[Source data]
___

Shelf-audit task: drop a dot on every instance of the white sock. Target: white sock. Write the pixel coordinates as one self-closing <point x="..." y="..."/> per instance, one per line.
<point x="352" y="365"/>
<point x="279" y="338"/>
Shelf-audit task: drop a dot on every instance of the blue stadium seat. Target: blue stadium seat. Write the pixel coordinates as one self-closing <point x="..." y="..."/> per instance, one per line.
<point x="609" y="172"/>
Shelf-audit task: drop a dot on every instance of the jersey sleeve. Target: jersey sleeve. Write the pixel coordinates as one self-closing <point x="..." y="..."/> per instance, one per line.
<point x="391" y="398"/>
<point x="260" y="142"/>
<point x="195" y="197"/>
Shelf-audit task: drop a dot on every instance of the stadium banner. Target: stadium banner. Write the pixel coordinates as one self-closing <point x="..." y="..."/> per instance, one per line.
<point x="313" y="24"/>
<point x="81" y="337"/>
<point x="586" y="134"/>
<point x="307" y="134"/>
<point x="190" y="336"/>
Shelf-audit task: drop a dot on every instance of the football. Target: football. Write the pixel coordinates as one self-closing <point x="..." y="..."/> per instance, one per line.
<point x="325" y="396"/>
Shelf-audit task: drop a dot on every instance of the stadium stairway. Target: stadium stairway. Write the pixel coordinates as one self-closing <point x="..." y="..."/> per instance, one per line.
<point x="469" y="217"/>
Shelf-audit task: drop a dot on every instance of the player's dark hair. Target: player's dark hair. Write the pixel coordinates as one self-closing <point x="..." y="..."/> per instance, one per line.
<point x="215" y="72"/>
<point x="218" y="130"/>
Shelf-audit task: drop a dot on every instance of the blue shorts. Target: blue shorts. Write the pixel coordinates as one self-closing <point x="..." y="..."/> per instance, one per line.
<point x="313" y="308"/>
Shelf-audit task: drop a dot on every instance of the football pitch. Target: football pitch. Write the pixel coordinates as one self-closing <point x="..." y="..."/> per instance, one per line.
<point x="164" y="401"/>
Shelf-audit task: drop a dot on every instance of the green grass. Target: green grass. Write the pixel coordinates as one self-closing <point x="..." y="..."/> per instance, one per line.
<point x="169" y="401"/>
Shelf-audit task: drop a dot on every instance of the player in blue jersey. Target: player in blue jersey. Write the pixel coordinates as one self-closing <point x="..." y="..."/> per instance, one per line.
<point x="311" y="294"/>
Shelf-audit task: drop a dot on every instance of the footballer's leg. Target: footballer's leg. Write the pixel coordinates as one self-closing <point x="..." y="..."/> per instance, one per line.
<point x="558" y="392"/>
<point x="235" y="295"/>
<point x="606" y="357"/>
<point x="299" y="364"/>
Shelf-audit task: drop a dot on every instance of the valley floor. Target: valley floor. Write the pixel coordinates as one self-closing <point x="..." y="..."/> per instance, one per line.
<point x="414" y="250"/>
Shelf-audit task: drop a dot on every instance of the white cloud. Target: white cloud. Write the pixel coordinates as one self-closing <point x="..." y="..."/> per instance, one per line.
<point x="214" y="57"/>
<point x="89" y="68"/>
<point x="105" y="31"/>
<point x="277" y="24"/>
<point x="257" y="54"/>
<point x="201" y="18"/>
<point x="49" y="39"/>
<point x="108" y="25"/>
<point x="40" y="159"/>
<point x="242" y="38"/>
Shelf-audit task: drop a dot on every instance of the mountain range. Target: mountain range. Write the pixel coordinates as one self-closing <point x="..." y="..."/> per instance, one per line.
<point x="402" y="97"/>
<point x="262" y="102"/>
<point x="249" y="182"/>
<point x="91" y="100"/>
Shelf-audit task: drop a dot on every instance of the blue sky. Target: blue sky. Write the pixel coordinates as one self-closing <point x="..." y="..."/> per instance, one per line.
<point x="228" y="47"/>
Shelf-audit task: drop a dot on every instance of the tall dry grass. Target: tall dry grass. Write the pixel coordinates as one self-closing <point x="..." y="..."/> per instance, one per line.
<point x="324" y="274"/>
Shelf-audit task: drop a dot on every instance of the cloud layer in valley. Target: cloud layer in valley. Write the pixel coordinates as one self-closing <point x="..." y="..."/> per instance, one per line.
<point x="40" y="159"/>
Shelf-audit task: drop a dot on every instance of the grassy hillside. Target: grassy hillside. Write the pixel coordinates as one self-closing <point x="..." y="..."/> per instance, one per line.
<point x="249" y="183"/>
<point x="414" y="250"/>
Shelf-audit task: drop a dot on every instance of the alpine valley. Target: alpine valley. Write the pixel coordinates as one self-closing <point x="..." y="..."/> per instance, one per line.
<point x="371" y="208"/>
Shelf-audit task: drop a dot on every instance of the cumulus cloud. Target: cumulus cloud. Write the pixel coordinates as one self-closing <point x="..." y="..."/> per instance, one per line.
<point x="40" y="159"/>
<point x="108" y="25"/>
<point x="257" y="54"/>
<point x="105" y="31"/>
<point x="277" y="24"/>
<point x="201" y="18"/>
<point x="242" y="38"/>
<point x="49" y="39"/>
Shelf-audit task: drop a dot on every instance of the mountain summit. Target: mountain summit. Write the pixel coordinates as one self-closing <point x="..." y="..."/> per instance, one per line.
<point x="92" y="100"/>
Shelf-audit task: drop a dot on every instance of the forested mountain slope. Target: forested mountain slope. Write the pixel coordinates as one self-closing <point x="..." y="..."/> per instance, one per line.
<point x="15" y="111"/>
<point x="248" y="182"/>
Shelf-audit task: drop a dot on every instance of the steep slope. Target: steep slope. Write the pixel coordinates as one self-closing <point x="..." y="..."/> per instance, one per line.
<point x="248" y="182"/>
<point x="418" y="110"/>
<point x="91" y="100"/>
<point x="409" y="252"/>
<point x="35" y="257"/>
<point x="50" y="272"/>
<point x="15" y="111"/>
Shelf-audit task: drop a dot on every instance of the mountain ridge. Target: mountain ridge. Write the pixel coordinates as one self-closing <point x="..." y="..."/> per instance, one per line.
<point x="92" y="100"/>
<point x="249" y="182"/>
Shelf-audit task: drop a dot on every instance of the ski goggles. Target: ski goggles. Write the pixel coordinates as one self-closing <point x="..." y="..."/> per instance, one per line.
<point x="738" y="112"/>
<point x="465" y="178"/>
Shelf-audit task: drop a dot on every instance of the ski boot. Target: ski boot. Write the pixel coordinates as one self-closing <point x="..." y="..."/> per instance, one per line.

___

> **TO DO**: Replace "drop a dot" with "place a marker" throughout the listing above, keeping every other line and character the same.

> **ANSWER TO THIS EXERCISE**:
Shelf-audit task: place a marker on every instance of the white sock. Target: white sock. Write the pixel coordinates as one self-closing <point x="..." y="..."/> per instance, one per line.
<point x="352" y="365"/>
<point x="279" y="338"/>
Shelf-audit task: place a marker on every instance of the blue stadium seat. Target: blue stadium seat. Write the pixel coordinates as one self-closing <point x="..." y="..."/> per instance, one per line.
<point x="609" y="172"/>
Shelf-audit task: place a marker on every instance of the jersey sleeve. Target: jersey sleeve. Write the pixel coordinates as one self-closing <point x="..." y="..."/> per instance, one per line.
<point x="391" y="398"/>
<point x="260" y="142"/>
<point x="195" y="197"/>
Shelf-audit task: place a marker on every instance of the stadium banner. Target: stadium banner. Write the pixel coordinates as one self-closing <point x="..." y="..."/> per instance, one per line.
<point x="313" y="24"/>
<point x="81" y="337"/>
<point x="586" y="134"/>
<point x="307" y="134"/>
<point x="190" y="336"/>
Shelf-audit task: place a marker on every instance of the football. Target: football. Write the pixel coordinates as one self-closing <point x="..." y="..."/> per instance, one per line.
<point x="325" y="396"/>
Shelf-audit task: place a marker on every instance of the stadium stairway. Target: stadium stairway. Write the pixel coordinates as one self-closing <point x="..." y="..."/> per instance, one per line.
<point x="469" y="217"/>
Shelf-audit task: place a marker on every instance of the player's dark hair. Target: player's dark hair. Write the pixel coordinates as one self-closing <point x="..." y="..."/> per instance, one per line.
<point x="215" y="72"/>
<point x="218" y="130"/>
Shelf-audit task: place a marker on every instance of the blue shorts. Target: blue shorts. Write the pixel coordinates as one self-closing <point x="..." y="..."/> per instance, one per line.
<point x="313" y="308"/>
Shelf-audit task: place a marker on every instance of the football pitch. Target: football pitch. Write the pixel coordinates as one self-closing <point x="..." y="..."/> per instance, one per line.
<point x="164" y="401"/>
Shelf-audit task: place a marker on every instance of the green grass. Target: green grass. Write the pixel coordinates as one self-closing <point x="..." y="..."/> per instance, one per line.
<point x="169" y="401"/>
Shelf-audit task: place a marker on every instance of the player in blue jersey. Target: player in blue jersey. Write the pixel coordinates as one self-closing <point x="..." y="..."/> per instance, one per line.
<point x="311" y="294"/>
Shelf-audit task: place a marker on every instance of the footballer's leg. Target: footballer's leg. Write the pixel coordinates as one self-closing <point x="..." y="..."/> per instance, one per line.
<point x="558" y="392"/>
<point x="235" y="295"/>
<point x="606" y="357"/>
<point x="299" y="364"/>
Shelf-audit task: place a marker on every instance of the valley floor. Target: valley floor. Write the pixel coordinates as one self-closing <point x="..." y="..."/> per instance, one per line.
<point x="414" y="250"/>
Shelf-audit task: place a marker on every instance of the white cloud. Target: white cloud. Write the pixel coordinates as one self-closing <point x="..." y="..."/> per instance, one per line.
<point x="214" y="57"/>
<point x="89" y="68"/>
<point x="105" y="31"/>
<point x="277" y="24"/>
<point x="257" y="54"/>
<point x="201" y="18"/>
<point x="49" y="39"/>
<point x="108" y="25"/>
<point x="40" y="159"/>
<point x="242" y="38"/>
Shelf-audit task: place a marker on every instance of the mountain range. Target: mountain range. Write the pixel coordinates as one self-closing <point x="..." y="..."/> per instance, one per line.
<point x="402" y="97"/>
<point x="262" y="102"/>
<point x="249" y="182"/>
<point x="91" y="100"/>
Shelf-audit task: place a marker on every instance of the blue sky. Target: blue sky. Write the pixel coordinates as one self-closing <point x="..." y="..."/> per instance, one per line.
<point x="228" y="47"/>
Shelf-audit task: place a marker on every instance of the tall dry grass. Target: tall dry grass. Write the pixel coordinates as one self-closing <point x="..." y="..."/> per instance, one per line.
<point x="324" y="274"/>
Shelf-audit task: place a marker on every instance of the cloud layer in valley. Target: cloud layer in valley. Write the pixel coordinates as one self-closing <point x="..." y="..."/> per instance, one per line.
<point x="40" y="159"/>
Shelf-audit task: place a marker on every instance of the grassy hillside. Target: grassy hillside. Write the pixel coordinates as one self-closing <point x="..." y="..."/> per instance, one per line.
<point x="249" y="183"/>
<point x="414" y="250"/>
Shelf-audit task: place a marker on every instance of the alpine valley. Target: alpine valley. Write the pixel coordinates as one self-closing <point x="..." y="..."/> per instance, one per line.
<point x="371" y="208"/>
Shelf-audit task: place a marker on every instance of the cumulus cloud. Target: cumulus cloud. Write the pixel coordinates as one self-closing <point x="..." y="..."/> per instance, one per line.
<point x="40" y="159"/>
<point x="108" y="25"/>
<point x="257" y="54"/>
<point x="105" y="31"/>
<point x="277" y="24"/>
<point x="201" y="18"/>
<point x="242" y="38"/>
<point x="49" y="39"/>
Shelf-audit task: place a marker on every instance of the mountain summit. Target: mountain summit. Write the pixel coordinates as one self-closing <point x="..." y="..."/> per instance, one per line.
<point x="92" y="100"/>
Shelf-audit task: place a marker on every instance of the forested mountain slope. Target: forested mountain slope. Write the pixel coordinates as one self-closing <point x="..." y="..."/> per instance, one per line.
<point x="15" y="111"/>
<point x="248" y="182"/>
Shelf-audit task: place a marker on every instance of the steep slope. Target: steep slope. Write the pixel coordinates as one self-closing <point x="..." y="..."/> per instance, one per line.
<point x="248" y="182"/>
<point x="418" y="110"/>
<point x="91" y="100"/>
<point x="409" y="252"/>
<point x="35" y="257"/>
<point x="50" y="272"/>
<point x="15" y="111"/>
Shelf-audit task: place a marker on every instance of the mountain ridge. Target: mountain ridge. Write the pixel coordinates as one self-closing <point x="..." y="..."/> per instance, one per line.
<point x="92" y="100"/>
<point x="249" y="182"/>
Shelf-audit task: place a marker on every instance of the ski goggles. Target: ski goggles. Write the pixel coordinates as one self-closing <point x="..." y="..."/> per instance, one per line.
<point x="738" y="112"/>
<point x="465" y="178"/>
Shelf-audit task: place a marker on every instance of the ski boot. Target: ski boot. Write the pixel coordinates as one self-closing <point x="..." y="..."/> per instance, one per line.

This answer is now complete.